The output should be every line below, retyped exactly, with no images.

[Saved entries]
* * *

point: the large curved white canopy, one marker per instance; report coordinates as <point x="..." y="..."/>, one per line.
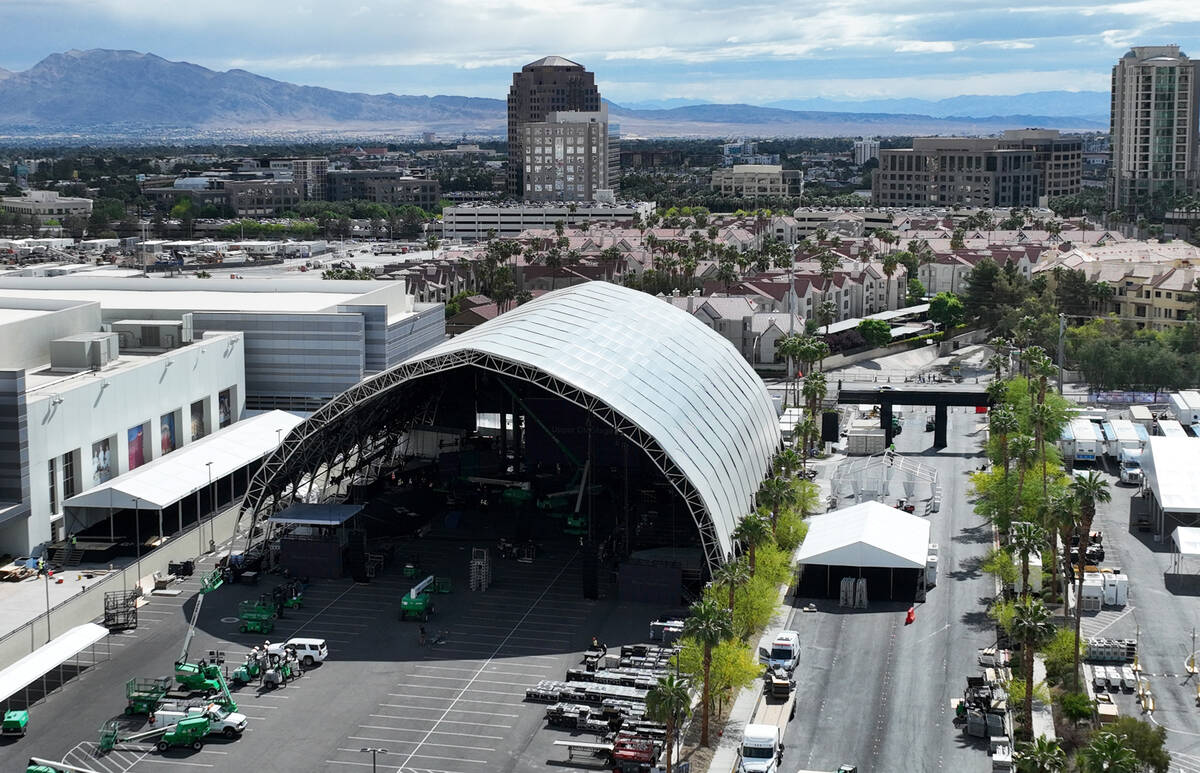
<point x="658" y="366"/>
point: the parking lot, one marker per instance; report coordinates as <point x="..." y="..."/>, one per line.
<point x="875" y="693"/>
<point x="445" y="708"/>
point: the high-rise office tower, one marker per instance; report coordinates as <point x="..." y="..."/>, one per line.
<point x="1153" y="127"/>
<point x="551" y="84"/>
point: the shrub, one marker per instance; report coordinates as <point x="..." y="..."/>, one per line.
<point x="1075" y="706"/>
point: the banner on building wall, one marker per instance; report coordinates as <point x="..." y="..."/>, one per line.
<point x="168" y="432"/>
<point x="101" y="461"/>
<point x="137" y="447"/>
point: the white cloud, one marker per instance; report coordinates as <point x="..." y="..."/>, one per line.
<point x="925" y="47"/>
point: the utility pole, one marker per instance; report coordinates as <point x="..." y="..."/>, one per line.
<point x="1062" y="331"/>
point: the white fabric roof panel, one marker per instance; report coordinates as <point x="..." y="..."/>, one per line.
<point x="1187" y="540"/>
<point x="166" y="480"/>
<point x="867" y="534"/>
<point x="1170" y="465"/>
<point x="49" y="655"/>
<point x="661" y="369"/>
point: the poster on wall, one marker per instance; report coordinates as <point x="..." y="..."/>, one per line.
<point x="168" y="432"/>
<point x="137" y="447"/>
<point x="101" y="462"/>
<point x="225" y="407"/>
<point x="198" y="429"/>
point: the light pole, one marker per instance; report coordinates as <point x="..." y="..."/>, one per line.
<point x="213" y="504"/>
<point x="137" y="535"/>
<point x="373" y="751"/>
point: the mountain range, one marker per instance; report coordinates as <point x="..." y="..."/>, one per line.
<point x="130" y="93"/>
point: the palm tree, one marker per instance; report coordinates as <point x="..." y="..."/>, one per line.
<point x="1024" y="451"/>
<point x="709" y="624"/>
<point x="1026" y="538"/>
<point x="753" y="529"/>
<point x="1107" y="753"/>
<point x="1087" y="491"/>
<point x="787" y="460"/>
<point x="669" y="702"/>
<point x="733" y="575"/>
<point x="1032" y="625"/>
<point x="1041" y="755"/>
<point x="775" y="493"/>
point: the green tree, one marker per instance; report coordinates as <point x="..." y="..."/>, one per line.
<point x="1039" y="755"/>
<point x="877" y="333"/>
<point x="1087" y="490"/>
<point x="1026" y="538"/>
<point x="669" y="702"/>
<point x="1032" y="625"/>
<point x="753" y="531"/>
<point x="709" y="624"/>
<point x="947" y="310"/>
<point x="1107" y="753"/>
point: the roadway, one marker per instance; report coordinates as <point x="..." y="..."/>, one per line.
<point x="876" y="693"/>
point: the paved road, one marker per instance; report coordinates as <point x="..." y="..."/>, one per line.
<point x="875" y="693"/>
<point x="453" y="708"/>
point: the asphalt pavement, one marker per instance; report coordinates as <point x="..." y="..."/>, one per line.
<point x="875" y="693"/>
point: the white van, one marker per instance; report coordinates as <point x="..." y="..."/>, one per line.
<point x="221" y="721"/>
<point x="309" y="651"/>
<point x="784" y="651"/>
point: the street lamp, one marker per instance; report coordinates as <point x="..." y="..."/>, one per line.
<point x="373" y="751"/>
<point x="213" y="505"/>
<point x="137" y="535"/>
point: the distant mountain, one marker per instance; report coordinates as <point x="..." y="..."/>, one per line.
<point x="121" y="93"/>
<point x="1092" y="105"/>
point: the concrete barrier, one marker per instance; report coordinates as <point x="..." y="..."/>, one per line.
<point x="89" y="605"/>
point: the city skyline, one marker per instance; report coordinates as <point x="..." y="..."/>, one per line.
<point x="727" y="53"/>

* * *

● **Output for this task**:
point: the large curved white canopy, one marker per instance; report coordinates as <point x="..." y="..."/>, one per line.
<point x="658" y="366"/>
point: the parking lot, one marker per instance; report coordinates as <point x="..." y="..."/>, one per line.
<point x="875" y="693"/>
<point x="445" y="708"/>
point: the high-rise office tower, one marker per instance; report coordinates as <point x="..." y="..."/>, one per line.
<point x="1153" y="127"/>
<point x="551" y="84"/>
point: the shrub, one marker per instance; report coordinates as <point x="..." y="..."/>, one per line.
<point x="1075" y="706"/>
point: the banner on building wall, one marker per instance; report coordinates as <point x="..." y="..."/>, one per line.
<point x="168" y="432"/>
<point x="101" y="461"/>
<point x="137" y="447"/>
point: the white cloud, one marker per instance; report coordinates as <point x="..." y="..."/>, one per line.
<point x="925" y="47"/>
point: the utility pole, one marker per instance; report coordinates as <point x="..." y="..."/>, one per line.
<point x="1062" y="331"/>
point: the white fabric roof panel, one marker per instance; report coordinates as <point x="..." y="..."/>, one per line.
<point x="1187" y="540"/>
<point x="166" y="480"/>
<point x="867" y="534"/>
<point x="1170" y="465"/>
<point x="49" y="655"/>
<point x="661" y="369"/>
point: the poster on wall, one marker per instance; report coordinates as <point x="..." y="..."/>, one per line.
<point x="168" y="432"/>
<point x="137" y="447"/>
<point x="101" y="462"/>
<point x="225" y="407"/>
<point x="198" y="429"/>
point: the light pole, one marker per instance; report coordinates as <point x="..." y="..."/>, one per line.
<point x="213" y="504"/>
<point x="137" y="535"/>
<point x="373" y="751"/>
point: the mountain range, one marker per instance; report coordinates as <point x="..." y="..."/>, one per line.
<point x="130" y="93"/>
point: the palm tree, one marker per instance; report coordinates as <point x="..." y="..."/>, one per line.
<point x="1024" y="451"/>
<point x="709" y="624"/>
<point x="1026" y="538"/>
<point x="753" y="529"/>
<point x="1107" y="753"/>
<point x="1087" y="491"/>
<point x="787" y="460"/>
<point x="669" y="702"/>
<point x="733" y="575"/>
<point x="1032" y="625"/>
<point x="1041" y="755"/>
<point x="775" y="493"/>
point: the green tree, one marker per instance; report coordinates as <point x="..." y="..."/>, one per line.
<point x="1039" y="755"/>
<point x="877" y="333"/>
<point x="1087" y="490"/>
<point x="1026" y="538"/>
<point x="669" y="702"/>
<point x="1032" y="625"/>
<point x="753" y="531"/>
<point x="709" y="624"/>
<point x="947" y="310"/>
<point x="1107" y="753"/>
point: the roadway, one marker per instance; report coordinates as <point x="..." y="..."/>, one per line.
<point x="876" y="693"/>
point: the paved road, one marker per instance; report coordinates as <point x="..." y="..."/>, one per line.
<point x="875" y="693"/>
<point x="453" y="708"/>
point: the asphalt pavement, one marker per instance; report coordinates as <point x="..." y="..."/>, one per line.
<point x="875" y="693"/>
point: the white van, one marker per instance; report coordinates as <point x="..." y="..."/>, one per line.
<point x="221" y="721"/>
<point x="309" y="651"/>
<point x="784" y="651"/>
point: the street lamp, one marker per instance; report coordinates as <point x="..." y="..."/>, one per line.
<point x="373" y="751"/>
<point x="213" y="505"/>
<point x="137" y="535"/>
point: the distant mountain, one marker per instance; report coordinates as <point x="..." y="..."/>, one per line.
<point x="121" y="93"/>
<point x="1092" y="105"/>
point: the concrete barrier, one marker per instance; report coordinates as <point x="..." y="..."/>, one per line.
<point x="89" y="605"/>
point: the city skyline, one marker per instance; report coordinates as <point x="..." y="..."/>, one per line.
<point x="727" y="53"/>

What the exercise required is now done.